■ Entries supplied
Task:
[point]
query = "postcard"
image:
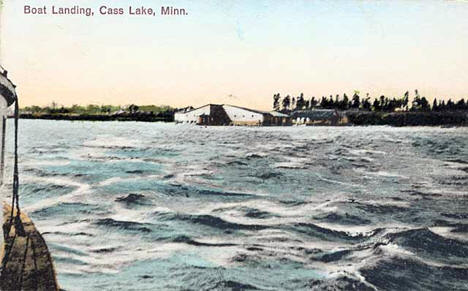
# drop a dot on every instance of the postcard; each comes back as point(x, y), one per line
point(234, 145)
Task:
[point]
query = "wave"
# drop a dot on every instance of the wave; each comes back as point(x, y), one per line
point(397, 273)
point(125, 225)
point(210, 221)
point(427, 244)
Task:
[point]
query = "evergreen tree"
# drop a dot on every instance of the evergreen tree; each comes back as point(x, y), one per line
point(286, 102)
point(276, 102)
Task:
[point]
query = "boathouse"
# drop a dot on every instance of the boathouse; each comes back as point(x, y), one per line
point(223, 114)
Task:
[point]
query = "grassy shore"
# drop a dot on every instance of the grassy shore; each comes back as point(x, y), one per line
point(165, 117)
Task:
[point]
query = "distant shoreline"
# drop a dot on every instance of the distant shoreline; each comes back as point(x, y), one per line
point(397, 119)
point(100, 117)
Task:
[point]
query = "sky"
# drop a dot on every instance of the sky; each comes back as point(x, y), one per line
point(235, 52)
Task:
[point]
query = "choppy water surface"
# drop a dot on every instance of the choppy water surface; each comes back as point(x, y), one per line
point(139, 206)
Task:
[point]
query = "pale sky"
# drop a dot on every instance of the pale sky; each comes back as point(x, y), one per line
point(237, 52)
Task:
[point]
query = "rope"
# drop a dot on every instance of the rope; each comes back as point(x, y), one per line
point(19, 229)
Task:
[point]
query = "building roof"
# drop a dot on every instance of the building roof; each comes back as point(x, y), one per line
point(7, 88)
point(278, 114)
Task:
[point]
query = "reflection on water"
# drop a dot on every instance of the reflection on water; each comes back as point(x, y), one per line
point(159, 206)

■ Requirement
Each line of the data is to be duplicated exactly; pictures stay out of the copy.

■ Task output
Task:
[point]
query = "postcard"
image:
# drop a dot on every instance of the postcard; each comes back as point(x, y), one per line
point(234, 145)
Task:
[point]
query = "wave"
# drop a dot on every instance of the wave; each comes back as point(x, y), one per line
point(397, 273)
point(125, 225)
point(210, 221)
point(427, 244)
Task:
[point]
query = "evergreen tree"
# drop a dot on every instance of the evergreen tree; each comes back as point(x, y), one per line
point(286, 102)
point(276, 102)
Task:
[point]
query = "boathouse"
# drop a dot on every instance of the boathouse; each comes back as point(x, y), one per line
point(223, 114)
Task:
[point]
query = "grassy shore"
# drop a dot on every instance of the grassy shore; each comes back as point(x, y), one per line
point(165, 117)
Task:
[point]
query = "distant shoreline"
# drop a dot on every instance of the distant shoreline; each comes back as point(x, y), one per line
point(397, 119)
point(100, 117)
Task:
[point]
query = "sky"
# drop a dot on every instance of the sky; each comes back as point(x, y), one per line
point(235, 52)
Task:
[point]
query = "choppy water surface"
# drop a dot on every instance of the choppy water surface; each comes back as point(x, y), one per line
point(139, 206)
Task:
[point]
query = "pale sky"
# drop a dot on every instance of the pale sky; each comes back as point(x, y), one per line
point(237, 52)
Task:
[point]
query = "rope"
# drop a dot on every instance of the rope; each comes back as point(x, y), one per line
point(19, 229)
Task:
[point]
query = "building roof"
# drop a dot on every instance of the building roof; each comes back as point(x, y), one per line
point(7, 88)
point(278, 114)
Task:
[point]
query = "reflection on water"
# drop a dot on every instance of the reflection on water; each comes back as point(x, y), one per line
point(159, 206)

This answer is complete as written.